WORK REQUIRED
Repeat every entry below exactly as given.

DATA SHOWN START

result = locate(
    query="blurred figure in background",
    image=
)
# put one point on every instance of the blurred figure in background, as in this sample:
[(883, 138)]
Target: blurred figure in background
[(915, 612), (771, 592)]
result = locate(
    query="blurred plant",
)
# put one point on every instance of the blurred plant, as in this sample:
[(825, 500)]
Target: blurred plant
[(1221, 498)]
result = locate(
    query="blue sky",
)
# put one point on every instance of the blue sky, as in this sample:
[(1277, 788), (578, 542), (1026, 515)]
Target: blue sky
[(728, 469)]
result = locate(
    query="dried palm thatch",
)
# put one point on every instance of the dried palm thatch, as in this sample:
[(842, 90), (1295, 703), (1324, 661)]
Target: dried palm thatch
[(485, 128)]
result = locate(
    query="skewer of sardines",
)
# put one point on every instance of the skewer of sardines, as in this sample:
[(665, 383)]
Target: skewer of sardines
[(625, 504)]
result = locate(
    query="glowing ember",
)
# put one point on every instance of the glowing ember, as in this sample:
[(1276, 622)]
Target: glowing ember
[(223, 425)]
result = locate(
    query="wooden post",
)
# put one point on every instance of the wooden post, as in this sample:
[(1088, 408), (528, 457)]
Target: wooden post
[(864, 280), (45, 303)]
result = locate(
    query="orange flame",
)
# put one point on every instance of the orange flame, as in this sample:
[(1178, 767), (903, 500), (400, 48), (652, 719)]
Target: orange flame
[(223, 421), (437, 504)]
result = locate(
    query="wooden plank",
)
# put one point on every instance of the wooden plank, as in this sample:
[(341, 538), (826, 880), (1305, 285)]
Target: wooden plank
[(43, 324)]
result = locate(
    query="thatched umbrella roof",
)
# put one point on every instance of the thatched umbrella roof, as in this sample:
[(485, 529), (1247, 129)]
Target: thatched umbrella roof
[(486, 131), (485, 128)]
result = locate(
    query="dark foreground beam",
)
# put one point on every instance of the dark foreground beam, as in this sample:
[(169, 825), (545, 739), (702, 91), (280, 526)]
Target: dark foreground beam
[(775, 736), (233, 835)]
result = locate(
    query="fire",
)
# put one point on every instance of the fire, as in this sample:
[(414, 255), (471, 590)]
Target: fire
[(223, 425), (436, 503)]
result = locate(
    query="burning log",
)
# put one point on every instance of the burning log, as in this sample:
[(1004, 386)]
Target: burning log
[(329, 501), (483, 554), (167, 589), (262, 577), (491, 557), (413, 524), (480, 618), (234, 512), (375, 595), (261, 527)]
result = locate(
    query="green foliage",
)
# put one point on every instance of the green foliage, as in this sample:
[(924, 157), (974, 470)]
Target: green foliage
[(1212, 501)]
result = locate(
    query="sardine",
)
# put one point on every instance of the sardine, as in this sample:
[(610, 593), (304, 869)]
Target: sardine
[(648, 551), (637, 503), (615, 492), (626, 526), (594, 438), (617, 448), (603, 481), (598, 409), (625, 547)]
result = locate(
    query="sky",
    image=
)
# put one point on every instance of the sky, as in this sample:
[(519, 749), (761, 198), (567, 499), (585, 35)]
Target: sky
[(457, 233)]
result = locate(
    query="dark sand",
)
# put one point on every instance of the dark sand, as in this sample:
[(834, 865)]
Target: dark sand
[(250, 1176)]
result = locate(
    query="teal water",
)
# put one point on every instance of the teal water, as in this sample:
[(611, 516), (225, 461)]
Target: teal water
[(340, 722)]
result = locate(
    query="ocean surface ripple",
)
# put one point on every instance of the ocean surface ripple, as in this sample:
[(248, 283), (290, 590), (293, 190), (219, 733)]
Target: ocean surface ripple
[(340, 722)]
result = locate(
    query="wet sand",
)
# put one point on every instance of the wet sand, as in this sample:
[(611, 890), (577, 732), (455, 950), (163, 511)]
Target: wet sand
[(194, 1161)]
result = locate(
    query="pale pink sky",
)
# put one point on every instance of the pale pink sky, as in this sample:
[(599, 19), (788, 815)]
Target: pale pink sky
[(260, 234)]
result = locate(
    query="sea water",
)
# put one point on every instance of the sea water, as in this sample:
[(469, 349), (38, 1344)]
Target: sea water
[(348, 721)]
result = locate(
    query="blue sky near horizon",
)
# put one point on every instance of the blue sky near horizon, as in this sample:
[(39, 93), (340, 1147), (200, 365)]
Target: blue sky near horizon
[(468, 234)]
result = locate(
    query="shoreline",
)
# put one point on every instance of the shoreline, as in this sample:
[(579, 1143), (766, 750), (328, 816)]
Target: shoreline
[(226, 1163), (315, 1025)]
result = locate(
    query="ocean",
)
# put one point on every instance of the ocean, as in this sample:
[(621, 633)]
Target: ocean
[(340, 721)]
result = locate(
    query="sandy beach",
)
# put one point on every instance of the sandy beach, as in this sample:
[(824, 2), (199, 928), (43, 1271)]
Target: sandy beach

DATA SHOWN END

RESPONSE
result = locate(
    query="blurred figure in background",
    image=
)
# put one point on every instance of the blurred figure in background, as in this sample:
[(883, 138)]
Target: blurred figure in background
[(915, 612), (771, 592)]
result = locate(
    query="blurred plant",
)
# put one point on every instance of the blurred plant, as in this sample:
[(825, 500)]
Target: blurred plant
[(1221, 498)]
result = locate(
    query="blue sky",
)
# put one point on every instance of the blue sky, as in this sample:
[(1277, 788), (578, 542), (1026, 515)]
Target: blue sky
[(728, 469)]
result = locate(
    query="dried palm thatch",
)
# put one point on every instance of the dried palm thatch, as in this sample:
[(842, 90), (1295, 703), (1324, 661)]
Target: dried palm thatch
[(485, 128)]
result = locate(
    query="skewer of sardines",
)
# put one point on every instance of the skewer of sardines, as in this sample:
[(665, 383)]
Target: skewer of sardines
[(625, 504)]
result = locate(
    query="glowing ember",
)
# put one point on every instance of the glowing ember, as in this sample:
[(1276, 622)]
Target: glowing ember
[(223, 425)]
result = locate(
    query="wooden post",
)
# put one point on every instance of the wooden post, as in this sample:
[(1088, 408), (528, 457)]
Target: wooden post
[(864, 280), (45, 303)]
result = locate(
    query="orange flame",
)
# put one point on every instance of the orange flame, as in this sample:
[(1178, 767), (903, 500), (400, 48), (652, 719)]
Target: orange flame
[(223, 421), (437, 504)]
result = locate(
    query="wooden plank",
)
# put one point on every instance of the wooden plank, as in this sample:
[(341, 538), (826, 880), (1305, 285)]
Target: wooden plank
[(43, 324)]
result = locate(
    query="thatched umbrella roof",
)
# put one point on every instance of the thatched umbrella roof, as in this sample:
[(485, 529), (1247, 129)]
Target: thatched umbrella roof
[(486, 131), (485, 128)]
result = locate(
    query="dark foreground beam",
)
# put one point on every instance of the dark foreground beam, as in this sample:
[(169, 825), (545, 739), (702, 91), (280, 526)]
Target: dark foreground beam
[(775, 736), (233, 835)]
result = locate(
    query="fire",
)
# put one point on every instance of the fire, as in this sample:
[(414, 255), (471, 590)]
Target: fire
[(223, 425), (436, 503)]
result = locate(
    query="burning log",
)
# put one point on every instance of the burning log, as in this sample:
[(1004, 386)]
Target: burning log
[(329, 501), (483, 554), (167, 589), (262, 577), (491, 557), (413, 524), (480, 618), (234, 512), (375, 595), (261, 527)]
result = locate(
    query="green foliage",
)
# put one point on every instance of the green foliage, as in this sample:
[(924, 157), (974, 470)]
Target: green foliage
[(1212, 501)]
result = locate(
    query="sardine",
)
# put one point on every instance of the sardine, as in this sample:
[(610, 593), (304, 869)]
Target: sardine
[(648, 551), (637, 503), (615, 492), (626, 526), (594, 438), (617, 448), (603, 481), (598, 409), (625, 547)]
result = locate(
    query="sky",
    image=
)
# put one point on every instance of the sky, as in this sample:
[(519, 749), (761, 198), (567, 499), (585, 35)]
Target: sky
[(457, 233)]
result = locate(
    query="dark sand",
)
# put one point on every instance of the dark sand, as in this sample:
[(834, 865)]
Target: dark sand
[(250, 1176)]
result = locate(
    query="teal water",
)
# put one point on every instance of the teal water, as in this sample:
[(611, 516), (225, 461)]
Target: teal water
[(340, 722)]
result = locate(
    query="ocean surface ripple",
)
# put one point on every instance of the ocean surface ripple, as in this sample:
[(248, 283), (290, 590), (293, 190), (219, 733)]
Target: ocean surface ripple
[(340, 722)]
result = locate(
    query="wet sand",
)
# put one point on every instance of the wet sand, as in this sample:
[(611, 890), (577, 732), (455, 950), (163, 511)]
Target: wet sand
[(194, 1161)]
result = locate(
    query="pale pink sky",
)
# put one point on every instance of the pale pink sky, as in this sample:
[(599, 19), (788, 815)]
Target: pale pink sky
[(260, 234)]
result = locate(
    query="sea water",
)
# put one point on every instance of the sea water, as in this sample:
[(469, 349), (38, 1344)]
Target: sea water
[(348, 721)]
result = locate(
    query="blue sky near horizon",
)
# put one point on every instance of the blue sky near horizon, as in this sample:
[(39, 93), (340, 1147), (200, 365)]
Target: blue sky near horizon
[(468, 234)]
result = locate(
    query="shoreline",
)
# put one point on every instance of the shoreline, as in this sample:
[(579, 1143), (766, 750), (328, 816)]
Target: shoreline
[(226, 1163), (315, 1025)]
result = locate(
    query="ocean",
)
# put one point on every instance of the ocean, as in this sample:
[(621, 633)]
Target: ocean
[(340, 721)]
result = locate(
    query="sandy beach",
)
# put one point on every instance of the sandy beach, as in this sample:
[(824, 2), (199, 928), (43, 1271)]
Target: sandy beach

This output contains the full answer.